## Exercise passage
● ● ● ● ● ● ●

ENGLISH FOOTBALL is set to take drastic measures to ensure the season is completed despite the coronavirus outbreak – with measures potentially being implemented TODAY.
Reports on Thursday morning revealed a set of wide-reaching plans underlined by holding matches behind closed doors.
Both the Premier League and Football League will ban fans from entering stadiums with pubs also prevented from showing games.
According to The Times, the government will hold a meeting of its Cobra committee this morning where the official response to the global pandemic is expected to move from "contain" to "delay".
That will set in motion a crisis plan only allowing supporters to watch their team via live streams from their homes.
Season ticket holders and individual match ticket holders are set to be able to stream matches in the top four tiers of English football.
However broadcasters will try and avoid breaking the Saturday 3pm kick-off blackout currently enshrined in UK law, instead moving matches alongside each other in other timeslots across the weekend.
And fans of clubs in the Championship, League One and League Two can connect via the iFollow service already set up across the divisions.
With the number of coronavirus cases in the UK set to tip 500, the government will reportedly threaten to take away pub's licenses if they ignore a fresh ban on showing matches.
The prospect of fans cramming into a confined space to watch a match creates a major viral infection risk and thus match viewers are set to be restricted to watching from home.
While the Champions League matches held at Valencia and Paris Saint-Germain took place behind closed doors in midweek, concerns were raised when large crowds of ultras instead gathered outside the stadium to try and support their team.
The Premier League would be the last major division in Europe to take this measure after LaLiga, Bundesliga and Ligue 1.
Amid calls for the league to be suspended altogether, given the loss of income for smaller clubs as much as the lack of fans at matches, the focus is believed to be completing the season.
Premier League broadcasters reportedly hold large penalty clauses, adding up to hundreds of millions of pounds, should the fixture list not be fulfilled.
For Football League teams, talks with government officials have taken place to determine what compensation can be claimed if matchday income is lost.
A £30billion crisis fund was revealed by chancellor Rishi Sunak in his budget on Wednesday, but football may not find itself high up the pecking order for vital cash.
Also on the minds of football bosses is the summer's Euro 2020 tournament, kicking off 26 days after the Premier League season is due to end.
But that may also be postponed as the virus continues to spread.

● ● ● ● ● ● ●

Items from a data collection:
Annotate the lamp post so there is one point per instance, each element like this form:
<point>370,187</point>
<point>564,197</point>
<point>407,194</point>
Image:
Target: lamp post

● ● ● ● ● ● ●

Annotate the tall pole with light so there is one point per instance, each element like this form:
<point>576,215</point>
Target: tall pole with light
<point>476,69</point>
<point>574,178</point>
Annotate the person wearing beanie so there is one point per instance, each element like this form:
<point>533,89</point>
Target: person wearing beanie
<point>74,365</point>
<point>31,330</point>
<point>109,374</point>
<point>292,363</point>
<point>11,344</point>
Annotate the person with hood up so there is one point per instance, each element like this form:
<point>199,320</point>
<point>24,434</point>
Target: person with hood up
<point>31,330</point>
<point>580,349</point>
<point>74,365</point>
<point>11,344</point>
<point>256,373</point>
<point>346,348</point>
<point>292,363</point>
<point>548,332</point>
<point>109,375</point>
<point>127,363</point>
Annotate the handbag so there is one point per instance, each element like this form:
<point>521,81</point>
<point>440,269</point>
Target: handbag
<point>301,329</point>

● ● ● ● ● ● ●

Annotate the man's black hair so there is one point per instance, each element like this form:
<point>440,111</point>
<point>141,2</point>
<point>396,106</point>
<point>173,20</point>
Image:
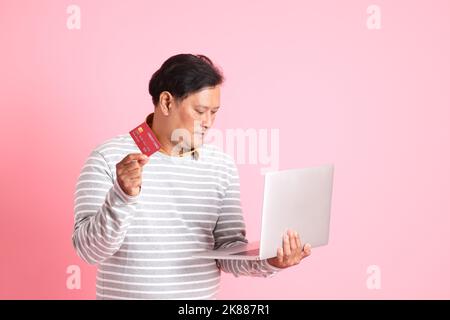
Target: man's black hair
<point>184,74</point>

● ● ● ● ● ● ●

## Exercise aim
According to the text about English football and the coronavirus outbreak, which service can fans of clubs in the Championship, League One and League Two use to watch matches?

## Response area
The iFollow service